Stated exercise: Copy the records below word for word, from their first line through the line containing "point(256, 152)", with both of those lines included.

# # # # #

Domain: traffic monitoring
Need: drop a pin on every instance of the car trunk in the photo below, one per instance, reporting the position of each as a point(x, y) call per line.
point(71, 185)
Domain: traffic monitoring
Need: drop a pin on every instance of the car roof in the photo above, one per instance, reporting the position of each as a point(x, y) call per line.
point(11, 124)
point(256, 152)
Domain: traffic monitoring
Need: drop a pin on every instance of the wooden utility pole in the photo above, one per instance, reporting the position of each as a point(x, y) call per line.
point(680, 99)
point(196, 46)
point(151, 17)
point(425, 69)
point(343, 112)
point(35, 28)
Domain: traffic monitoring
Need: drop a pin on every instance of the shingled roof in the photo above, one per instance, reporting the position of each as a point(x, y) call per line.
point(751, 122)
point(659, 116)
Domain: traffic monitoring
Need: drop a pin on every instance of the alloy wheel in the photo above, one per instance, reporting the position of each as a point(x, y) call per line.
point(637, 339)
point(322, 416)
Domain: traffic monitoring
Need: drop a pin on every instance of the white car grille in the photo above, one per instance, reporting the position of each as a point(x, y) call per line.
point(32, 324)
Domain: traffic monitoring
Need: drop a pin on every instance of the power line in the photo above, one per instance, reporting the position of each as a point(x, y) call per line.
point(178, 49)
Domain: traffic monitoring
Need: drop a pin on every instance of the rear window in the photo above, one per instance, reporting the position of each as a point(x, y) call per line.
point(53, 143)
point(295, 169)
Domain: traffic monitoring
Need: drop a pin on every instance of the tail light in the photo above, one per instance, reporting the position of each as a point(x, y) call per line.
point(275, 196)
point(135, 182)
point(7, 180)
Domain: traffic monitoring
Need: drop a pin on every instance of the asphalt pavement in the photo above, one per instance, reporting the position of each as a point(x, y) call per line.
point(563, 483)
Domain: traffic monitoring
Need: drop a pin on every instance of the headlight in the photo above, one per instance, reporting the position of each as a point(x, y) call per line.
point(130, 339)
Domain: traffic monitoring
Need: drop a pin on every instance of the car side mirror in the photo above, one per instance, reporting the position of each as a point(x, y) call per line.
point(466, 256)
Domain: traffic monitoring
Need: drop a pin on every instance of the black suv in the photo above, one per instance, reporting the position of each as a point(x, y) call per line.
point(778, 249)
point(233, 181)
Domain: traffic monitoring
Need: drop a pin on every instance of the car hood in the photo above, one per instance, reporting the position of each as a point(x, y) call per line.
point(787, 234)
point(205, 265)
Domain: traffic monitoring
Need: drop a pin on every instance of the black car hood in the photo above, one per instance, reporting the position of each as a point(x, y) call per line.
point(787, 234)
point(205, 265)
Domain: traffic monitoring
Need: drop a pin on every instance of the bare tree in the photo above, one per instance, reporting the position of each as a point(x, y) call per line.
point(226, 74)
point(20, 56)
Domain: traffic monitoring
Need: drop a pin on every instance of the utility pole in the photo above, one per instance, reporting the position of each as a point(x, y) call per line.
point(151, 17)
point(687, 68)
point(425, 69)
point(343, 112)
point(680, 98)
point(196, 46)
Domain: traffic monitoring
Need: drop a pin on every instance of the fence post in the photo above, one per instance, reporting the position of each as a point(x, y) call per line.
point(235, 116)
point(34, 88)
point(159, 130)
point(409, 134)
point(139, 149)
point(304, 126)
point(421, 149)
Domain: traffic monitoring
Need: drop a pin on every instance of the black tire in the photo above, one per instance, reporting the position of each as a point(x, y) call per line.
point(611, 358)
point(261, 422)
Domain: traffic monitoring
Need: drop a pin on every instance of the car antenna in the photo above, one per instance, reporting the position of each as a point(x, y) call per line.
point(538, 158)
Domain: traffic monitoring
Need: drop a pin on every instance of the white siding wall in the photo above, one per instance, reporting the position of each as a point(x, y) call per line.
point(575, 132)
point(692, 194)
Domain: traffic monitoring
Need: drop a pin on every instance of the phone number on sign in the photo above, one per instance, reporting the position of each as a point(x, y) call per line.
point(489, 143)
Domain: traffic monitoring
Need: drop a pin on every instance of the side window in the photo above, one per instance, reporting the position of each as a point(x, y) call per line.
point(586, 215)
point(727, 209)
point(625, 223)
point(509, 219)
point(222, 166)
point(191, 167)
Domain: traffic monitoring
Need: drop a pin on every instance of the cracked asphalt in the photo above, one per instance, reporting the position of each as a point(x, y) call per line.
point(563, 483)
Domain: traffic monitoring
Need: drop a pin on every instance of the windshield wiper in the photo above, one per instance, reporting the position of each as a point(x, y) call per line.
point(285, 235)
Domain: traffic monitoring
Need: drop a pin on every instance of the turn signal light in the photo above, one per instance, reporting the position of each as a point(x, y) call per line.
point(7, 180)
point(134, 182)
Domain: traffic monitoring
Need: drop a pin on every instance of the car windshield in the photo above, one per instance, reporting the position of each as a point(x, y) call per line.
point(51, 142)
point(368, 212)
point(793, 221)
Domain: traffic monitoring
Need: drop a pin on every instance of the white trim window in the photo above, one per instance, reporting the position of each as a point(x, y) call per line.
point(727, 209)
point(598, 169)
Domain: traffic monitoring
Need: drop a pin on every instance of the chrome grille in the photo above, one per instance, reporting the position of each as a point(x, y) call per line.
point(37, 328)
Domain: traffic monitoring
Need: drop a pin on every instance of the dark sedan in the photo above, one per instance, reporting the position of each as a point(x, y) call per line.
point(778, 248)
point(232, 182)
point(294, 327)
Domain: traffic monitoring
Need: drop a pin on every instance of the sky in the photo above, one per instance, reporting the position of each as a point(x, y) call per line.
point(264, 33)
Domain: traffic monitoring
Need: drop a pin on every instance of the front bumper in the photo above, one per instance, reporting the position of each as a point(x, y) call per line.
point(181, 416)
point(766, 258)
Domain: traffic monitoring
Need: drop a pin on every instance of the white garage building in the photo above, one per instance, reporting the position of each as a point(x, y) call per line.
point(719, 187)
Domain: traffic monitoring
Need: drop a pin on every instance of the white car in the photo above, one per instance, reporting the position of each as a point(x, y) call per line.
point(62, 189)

# # # # #

Exercise output:
Domain: traffic monitoring
Need: drop a pin on every instance of the car trunk in the photo below, one per instance, reporting the position of each as a point(x, y) call per line.
point(71, 185)
Domain: traffic monitoring
Need: drop a pin on every instance of the car roof in the photo above, one per instance, reporting the position of each as a point(x, y) call per line.
point(11, 124)
point(256, 152)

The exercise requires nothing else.